▸ Instruction 1:
Please reproduce word for word the stretch of the Vladimir Kravchenko text from "Vladimir Kravchenko is" through "of Ukrainian territories.".
--- Begin Text shown ---
Vladimir Kravchenko (Russian: Владимир Казимирович Кравченко; born 12 June 1964) is a Russian politician serving as a senator from the Legislative Duma of Tomsk Oblast since 14 October 2021.

Vladimir Kravchenko is under personal sanction introduced by the European Union, the United Kingdom, the USA, Canada, Switzerland, Australia, Ukraine, New Zealand, for ratifying the decisions of the "Treaty of Friendship, Cooperation and Mutual Assistance between the Russian Federation and the Donetsk People's Republic and between the Russian Federation and the Luhansk People's Republic" and providing political and economic support for Russia's annexation of Ukrainian territories.
--- End Text shown ---
--- Begin Material provided ---
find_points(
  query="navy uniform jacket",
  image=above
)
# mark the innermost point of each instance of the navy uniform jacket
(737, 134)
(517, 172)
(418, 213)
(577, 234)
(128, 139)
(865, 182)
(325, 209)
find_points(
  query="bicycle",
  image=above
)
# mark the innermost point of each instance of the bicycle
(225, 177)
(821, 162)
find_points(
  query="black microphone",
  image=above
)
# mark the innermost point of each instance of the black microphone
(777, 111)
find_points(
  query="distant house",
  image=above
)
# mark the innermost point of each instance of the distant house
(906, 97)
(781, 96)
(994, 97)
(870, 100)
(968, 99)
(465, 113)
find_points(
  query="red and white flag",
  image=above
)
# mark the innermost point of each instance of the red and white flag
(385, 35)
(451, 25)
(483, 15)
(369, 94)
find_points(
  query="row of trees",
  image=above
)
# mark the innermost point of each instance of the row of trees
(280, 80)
--- End Material provided ---
▸ Instruction 2:
Quote every line of all the records above without changing anything.

▸ Task solution 1:
Vladimir Kravchenko is under personal sanction introduced by the European Union, the United Kingdom, the USA, Canada, Switzerland, Australia, Ukraine, New Zealand, for ratifying the decisions of the "Treaty of Friendship, Cooperation and Mutual Assistance between the Russian Federation and the Donetsk People's Republic and between the Russian Federation and the Luhansk People's Republic" and providing political and economic support for Russia's annexation of Ukrainian territories.

▸ Task solution 2:
find_points(
  query="navy uniform jacket",
  image=above
)
# mark the innermost point of each instance of the navy uniform jacket
(737, 134)
(517, 172)
(418, 213)
(577, 234)
(128, 139)
(865, 182)
(325, 209)
find_points(
  query="bicycle",
  image=above
)
# mark the innermost point of each instance of the bicycle
(225, 177)
(821, 162)
find_points(
  query="black microphone",
  image=above
)
# mark the innermost point of each instance of the black microphone
(777, 111)
find_points(
  query="distant house",
  image=above
)
# mark the innermost point of each instance of the distant house
(906, 97)
(781, 96)
(994, 97)
(870, 100)
(968, 99)
(465, 113)
find_points(
  query="red and white flag",
  image=above
)
# mark the innermost point of each instance of the red and white flag
(385, 35)
(451, 25)
(483, 15)
(369, 94)
find_points(
  query="row of trees",
  image=above
)
# mark the innermost point of each instance of the row of trees
(280, 80)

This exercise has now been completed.